Start Document section
Studio guest Evgeny Satanovsky, President of the Institute of the Middle East, Fred Weir, Moscow correspondent of the Christian Science Monitor, and Dr. Yuval Weber, Assistant Professor from the Centre for Advanced Studies at the Higher School of Economics, Moscow, shared their opinions with Radio Sputnik.

President Obama had a lot of meetings and gave a lot of talks, is this Obama’s crash test?

Evgeny Satanovsky: I think that’s normal, that’s Obama’s style. He is not an Afro-American President, he is African-American President. That is a huge difference. He is not American, with his daddy from Kenya, with his youth outside of the US. He does not feel America. He didn’t live a single day of his life in the Afro-American community. He was not a son or grandson of somebody from slaves. He is not a man of Martin Luther King community. He is a politician using his colour for being a President on behalf of these guys, but he doesn’t feel them and he is not interested in them.
The problem of Obama is that he is a populist, he is not a man of practice. So, the only thing he can do is to make a speech. And he is doing this. He cannot do something for his own country, because he does not feel this country.

As an American citizen, what do you think of these protests?

Yuval Weber: The thing about what President Obama can or cannot do is that he has no formal power over these cases. There is a very clear separation between the powers and the crimes that these police officers were accused of committing are state crimes and not federal crimes. So, essentially, the only thing that Obama can do is – he can ask the Department of Justice to investigate whether the federal civil rights were violated and give speeches. What we are seeing in Ferguson, in New York and other places around the country is the national conversation being moved.
End Document section
Start Given entries
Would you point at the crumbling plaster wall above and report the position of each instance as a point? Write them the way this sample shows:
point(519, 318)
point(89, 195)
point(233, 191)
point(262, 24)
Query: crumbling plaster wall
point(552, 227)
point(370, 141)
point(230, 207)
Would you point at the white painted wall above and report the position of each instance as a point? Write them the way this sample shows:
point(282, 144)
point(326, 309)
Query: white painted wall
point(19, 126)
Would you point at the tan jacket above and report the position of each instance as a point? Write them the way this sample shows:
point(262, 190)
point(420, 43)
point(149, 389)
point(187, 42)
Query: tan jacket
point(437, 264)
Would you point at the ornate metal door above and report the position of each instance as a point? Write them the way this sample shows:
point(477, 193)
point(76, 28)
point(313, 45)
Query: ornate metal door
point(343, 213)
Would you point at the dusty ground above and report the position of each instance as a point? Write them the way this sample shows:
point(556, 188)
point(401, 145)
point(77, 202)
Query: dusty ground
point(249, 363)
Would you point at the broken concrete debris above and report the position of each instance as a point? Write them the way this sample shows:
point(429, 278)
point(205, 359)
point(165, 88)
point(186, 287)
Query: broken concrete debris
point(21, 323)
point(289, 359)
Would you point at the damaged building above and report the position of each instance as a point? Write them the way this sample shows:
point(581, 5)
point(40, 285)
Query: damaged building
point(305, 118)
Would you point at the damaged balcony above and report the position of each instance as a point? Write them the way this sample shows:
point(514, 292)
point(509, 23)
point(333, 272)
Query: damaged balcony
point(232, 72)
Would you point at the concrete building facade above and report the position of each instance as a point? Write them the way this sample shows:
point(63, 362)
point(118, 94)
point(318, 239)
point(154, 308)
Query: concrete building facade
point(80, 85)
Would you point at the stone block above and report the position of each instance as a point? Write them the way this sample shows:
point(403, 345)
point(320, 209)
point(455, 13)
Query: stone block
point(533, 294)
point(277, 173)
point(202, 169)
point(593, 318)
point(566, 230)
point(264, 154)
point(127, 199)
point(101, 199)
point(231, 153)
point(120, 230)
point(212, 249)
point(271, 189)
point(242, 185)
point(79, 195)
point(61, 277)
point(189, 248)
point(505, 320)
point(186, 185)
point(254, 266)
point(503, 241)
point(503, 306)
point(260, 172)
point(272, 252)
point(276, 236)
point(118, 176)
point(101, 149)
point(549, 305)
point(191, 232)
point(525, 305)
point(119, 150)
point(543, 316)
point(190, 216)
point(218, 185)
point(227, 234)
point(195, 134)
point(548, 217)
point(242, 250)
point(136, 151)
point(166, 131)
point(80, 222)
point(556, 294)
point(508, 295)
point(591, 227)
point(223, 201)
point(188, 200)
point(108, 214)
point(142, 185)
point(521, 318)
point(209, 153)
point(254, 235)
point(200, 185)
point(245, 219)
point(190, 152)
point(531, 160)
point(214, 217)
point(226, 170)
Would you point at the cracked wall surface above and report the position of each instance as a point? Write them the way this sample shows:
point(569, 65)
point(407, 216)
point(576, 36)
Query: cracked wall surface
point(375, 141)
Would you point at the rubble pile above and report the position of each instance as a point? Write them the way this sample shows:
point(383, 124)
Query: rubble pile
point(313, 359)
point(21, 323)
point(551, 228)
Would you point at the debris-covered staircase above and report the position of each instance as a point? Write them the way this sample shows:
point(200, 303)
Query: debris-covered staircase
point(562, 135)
End Given entries
Exercise
Quote the radio discussion from "Yuval Weber: The" up to and including "conversation being moved.".

Exercise output
Yuval Weber: The thing about what President Obama can or cannot do is that he has no formal power over these cases. There is a very clear separation between the powers and the crimes that these police officers were accused of committing are state crimes and not federal crimes. So, essentially, the only thing that Obama can do is – he can ask the Department of Justice to investigate whether the federal civil rights were violated and give speeches. What we are seeing in Ferguson, in New York and other places around the country is the national conversation being moved.